• _Assignment_:
Which lines in the records below mention the word "trailer"? Copy each one out.

• _Given data_:
-*-

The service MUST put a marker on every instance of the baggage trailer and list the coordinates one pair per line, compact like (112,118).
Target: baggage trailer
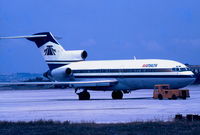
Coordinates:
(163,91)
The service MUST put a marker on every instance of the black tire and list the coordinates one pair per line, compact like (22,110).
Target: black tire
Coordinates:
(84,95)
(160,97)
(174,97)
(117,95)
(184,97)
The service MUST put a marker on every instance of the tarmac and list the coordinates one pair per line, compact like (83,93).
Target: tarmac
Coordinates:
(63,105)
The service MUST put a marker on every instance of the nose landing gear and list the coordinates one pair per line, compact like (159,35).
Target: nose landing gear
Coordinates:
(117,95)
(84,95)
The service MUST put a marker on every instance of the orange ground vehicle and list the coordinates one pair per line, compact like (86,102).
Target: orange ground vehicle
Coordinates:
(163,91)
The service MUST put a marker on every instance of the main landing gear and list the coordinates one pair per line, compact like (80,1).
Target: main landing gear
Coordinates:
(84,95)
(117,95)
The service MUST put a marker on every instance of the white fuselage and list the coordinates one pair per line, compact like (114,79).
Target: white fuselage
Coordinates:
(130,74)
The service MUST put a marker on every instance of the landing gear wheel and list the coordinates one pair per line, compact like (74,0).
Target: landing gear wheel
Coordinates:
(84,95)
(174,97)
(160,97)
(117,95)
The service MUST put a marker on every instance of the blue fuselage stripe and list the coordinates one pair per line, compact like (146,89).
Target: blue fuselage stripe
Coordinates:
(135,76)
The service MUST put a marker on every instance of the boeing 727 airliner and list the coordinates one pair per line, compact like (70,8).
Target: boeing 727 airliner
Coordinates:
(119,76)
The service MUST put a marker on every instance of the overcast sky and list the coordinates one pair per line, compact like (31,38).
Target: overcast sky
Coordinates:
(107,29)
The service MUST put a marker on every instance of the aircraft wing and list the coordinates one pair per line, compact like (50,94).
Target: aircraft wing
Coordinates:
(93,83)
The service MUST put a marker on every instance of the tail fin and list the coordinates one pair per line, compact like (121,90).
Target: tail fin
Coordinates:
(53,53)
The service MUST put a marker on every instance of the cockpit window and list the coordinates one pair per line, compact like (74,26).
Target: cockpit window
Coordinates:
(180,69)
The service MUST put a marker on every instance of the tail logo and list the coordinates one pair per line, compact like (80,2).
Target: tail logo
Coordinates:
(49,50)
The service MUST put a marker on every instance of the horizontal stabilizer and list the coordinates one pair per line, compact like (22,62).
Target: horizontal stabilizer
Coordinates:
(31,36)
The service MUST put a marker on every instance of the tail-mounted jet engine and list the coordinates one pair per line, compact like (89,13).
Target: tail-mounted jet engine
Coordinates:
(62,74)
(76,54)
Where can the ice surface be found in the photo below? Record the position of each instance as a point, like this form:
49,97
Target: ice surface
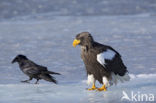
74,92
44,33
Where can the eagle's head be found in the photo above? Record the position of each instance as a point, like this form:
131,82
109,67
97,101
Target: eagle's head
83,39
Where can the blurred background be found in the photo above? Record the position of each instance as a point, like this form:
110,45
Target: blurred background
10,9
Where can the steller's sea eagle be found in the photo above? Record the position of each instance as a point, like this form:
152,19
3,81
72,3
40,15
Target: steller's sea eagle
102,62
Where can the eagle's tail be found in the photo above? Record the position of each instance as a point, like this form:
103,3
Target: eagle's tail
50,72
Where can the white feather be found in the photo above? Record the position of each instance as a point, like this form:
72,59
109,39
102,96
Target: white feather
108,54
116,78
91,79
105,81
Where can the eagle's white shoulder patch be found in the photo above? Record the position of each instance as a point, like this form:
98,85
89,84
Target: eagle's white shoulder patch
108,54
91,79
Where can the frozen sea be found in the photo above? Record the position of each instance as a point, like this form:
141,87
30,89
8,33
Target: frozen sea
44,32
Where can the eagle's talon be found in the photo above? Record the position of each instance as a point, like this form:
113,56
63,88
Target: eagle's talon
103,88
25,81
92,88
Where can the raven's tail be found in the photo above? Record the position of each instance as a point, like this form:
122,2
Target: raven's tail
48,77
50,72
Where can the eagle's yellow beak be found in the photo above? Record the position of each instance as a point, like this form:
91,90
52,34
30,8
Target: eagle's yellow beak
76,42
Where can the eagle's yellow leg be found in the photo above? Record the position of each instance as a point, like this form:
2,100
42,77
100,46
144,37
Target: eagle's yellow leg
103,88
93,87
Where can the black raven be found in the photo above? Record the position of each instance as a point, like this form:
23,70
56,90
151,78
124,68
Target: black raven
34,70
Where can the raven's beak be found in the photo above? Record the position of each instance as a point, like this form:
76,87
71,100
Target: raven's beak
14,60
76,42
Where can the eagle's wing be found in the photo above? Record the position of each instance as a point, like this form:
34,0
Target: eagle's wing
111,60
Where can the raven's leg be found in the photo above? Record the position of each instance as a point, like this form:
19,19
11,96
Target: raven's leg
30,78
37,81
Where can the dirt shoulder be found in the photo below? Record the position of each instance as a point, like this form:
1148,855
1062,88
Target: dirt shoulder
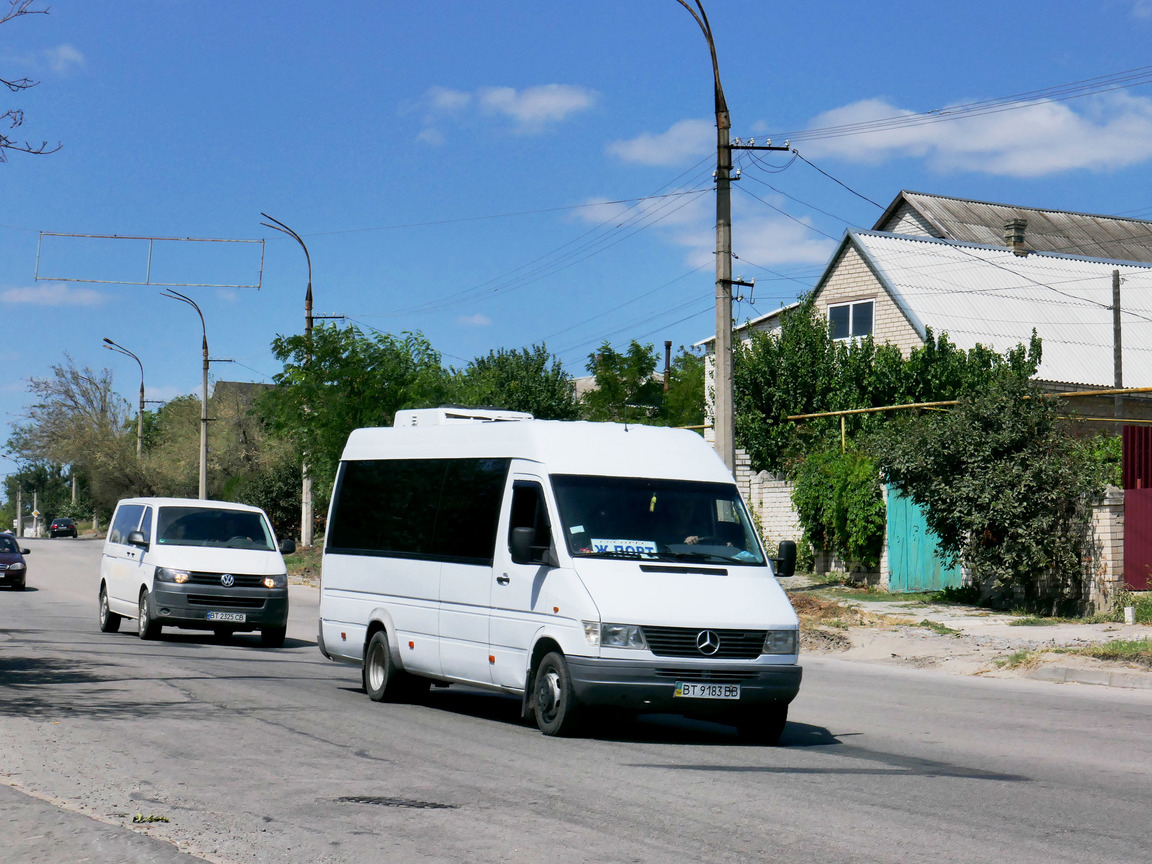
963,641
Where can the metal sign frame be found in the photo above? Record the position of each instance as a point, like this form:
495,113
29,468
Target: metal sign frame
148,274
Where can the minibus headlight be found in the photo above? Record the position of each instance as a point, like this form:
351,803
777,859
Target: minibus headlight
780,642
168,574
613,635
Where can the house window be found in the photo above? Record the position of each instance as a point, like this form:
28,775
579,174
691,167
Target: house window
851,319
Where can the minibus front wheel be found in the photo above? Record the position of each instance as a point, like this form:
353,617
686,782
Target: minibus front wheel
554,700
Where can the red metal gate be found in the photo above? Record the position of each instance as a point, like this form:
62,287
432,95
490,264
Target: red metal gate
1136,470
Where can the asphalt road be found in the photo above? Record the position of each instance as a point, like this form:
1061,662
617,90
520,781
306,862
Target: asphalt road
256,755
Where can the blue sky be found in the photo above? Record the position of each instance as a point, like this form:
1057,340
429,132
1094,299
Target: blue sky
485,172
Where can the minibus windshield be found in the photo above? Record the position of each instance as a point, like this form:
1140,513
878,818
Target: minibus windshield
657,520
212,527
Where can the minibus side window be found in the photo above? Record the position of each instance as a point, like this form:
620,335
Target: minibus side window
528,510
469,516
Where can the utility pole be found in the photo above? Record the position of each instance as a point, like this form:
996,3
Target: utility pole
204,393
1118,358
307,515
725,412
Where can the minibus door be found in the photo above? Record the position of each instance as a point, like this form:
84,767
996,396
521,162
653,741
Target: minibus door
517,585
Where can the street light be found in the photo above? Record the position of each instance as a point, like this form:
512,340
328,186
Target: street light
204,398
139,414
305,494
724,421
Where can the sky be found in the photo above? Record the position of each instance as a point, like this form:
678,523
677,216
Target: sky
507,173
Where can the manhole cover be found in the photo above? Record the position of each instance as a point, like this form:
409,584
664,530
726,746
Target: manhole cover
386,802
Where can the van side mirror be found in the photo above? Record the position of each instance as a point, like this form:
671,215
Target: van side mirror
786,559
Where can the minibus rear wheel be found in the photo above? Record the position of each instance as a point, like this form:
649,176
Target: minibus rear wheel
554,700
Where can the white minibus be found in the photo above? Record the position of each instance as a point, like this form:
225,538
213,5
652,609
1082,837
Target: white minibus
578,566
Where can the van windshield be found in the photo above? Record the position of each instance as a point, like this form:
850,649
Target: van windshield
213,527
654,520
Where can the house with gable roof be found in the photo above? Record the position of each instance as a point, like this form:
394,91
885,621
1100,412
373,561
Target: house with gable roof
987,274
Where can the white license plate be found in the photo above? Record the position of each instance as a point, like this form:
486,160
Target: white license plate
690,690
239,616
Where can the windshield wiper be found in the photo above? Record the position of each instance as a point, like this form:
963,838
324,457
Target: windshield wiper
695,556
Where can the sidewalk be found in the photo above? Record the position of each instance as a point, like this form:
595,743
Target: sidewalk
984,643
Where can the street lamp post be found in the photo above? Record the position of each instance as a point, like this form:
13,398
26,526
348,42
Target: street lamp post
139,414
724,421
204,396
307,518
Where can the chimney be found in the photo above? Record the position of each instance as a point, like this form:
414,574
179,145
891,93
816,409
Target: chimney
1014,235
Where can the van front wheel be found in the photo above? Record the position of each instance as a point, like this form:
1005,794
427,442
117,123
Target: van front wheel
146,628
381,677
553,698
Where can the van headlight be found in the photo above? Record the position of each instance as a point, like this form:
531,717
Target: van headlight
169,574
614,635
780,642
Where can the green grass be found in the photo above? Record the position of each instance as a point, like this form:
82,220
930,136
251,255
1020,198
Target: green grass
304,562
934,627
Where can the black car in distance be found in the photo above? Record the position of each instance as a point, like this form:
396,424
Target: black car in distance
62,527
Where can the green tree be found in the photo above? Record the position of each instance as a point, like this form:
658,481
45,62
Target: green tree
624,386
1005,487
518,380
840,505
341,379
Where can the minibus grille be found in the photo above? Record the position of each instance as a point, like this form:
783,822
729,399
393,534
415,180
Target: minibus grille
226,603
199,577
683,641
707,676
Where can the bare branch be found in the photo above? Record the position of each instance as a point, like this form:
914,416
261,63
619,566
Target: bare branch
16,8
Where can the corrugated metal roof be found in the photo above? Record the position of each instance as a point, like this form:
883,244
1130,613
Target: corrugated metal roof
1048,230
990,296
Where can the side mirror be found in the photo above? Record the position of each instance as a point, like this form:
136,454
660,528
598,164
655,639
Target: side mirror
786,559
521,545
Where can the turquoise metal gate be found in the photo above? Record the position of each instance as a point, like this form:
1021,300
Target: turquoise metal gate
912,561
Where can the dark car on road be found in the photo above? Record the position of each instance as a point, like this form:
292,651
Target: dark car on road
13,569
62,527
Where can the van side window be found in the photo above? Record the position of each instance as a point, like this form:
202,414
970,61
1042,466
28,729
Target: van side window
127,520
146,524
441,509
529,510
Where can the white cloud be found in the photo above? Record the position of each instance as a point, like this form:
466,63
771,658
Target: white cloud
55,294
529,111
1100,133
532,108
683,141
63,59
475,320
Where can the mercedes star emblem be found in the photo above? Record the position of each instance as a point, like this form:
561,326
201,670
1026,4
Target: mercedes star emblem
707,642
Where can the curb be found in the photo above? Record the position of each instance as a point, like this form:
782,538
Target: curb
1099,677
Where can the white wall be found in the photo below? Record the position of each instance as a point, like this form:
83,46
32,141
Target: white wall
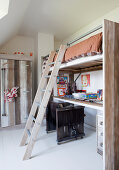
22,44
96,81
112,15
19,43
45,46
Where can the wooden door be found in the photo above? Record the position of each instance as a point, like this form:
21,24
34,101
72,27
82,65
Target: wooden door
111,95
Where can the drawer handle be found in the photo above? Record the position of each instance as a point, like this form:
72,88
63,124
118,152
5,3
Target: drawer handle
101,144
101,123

-*-

• _Answer to this problem_:
The service MUST put a marker on every instance of the baggage trailer and list the coordinates one pair per line, compact like (112,118).
Target: baggage trailer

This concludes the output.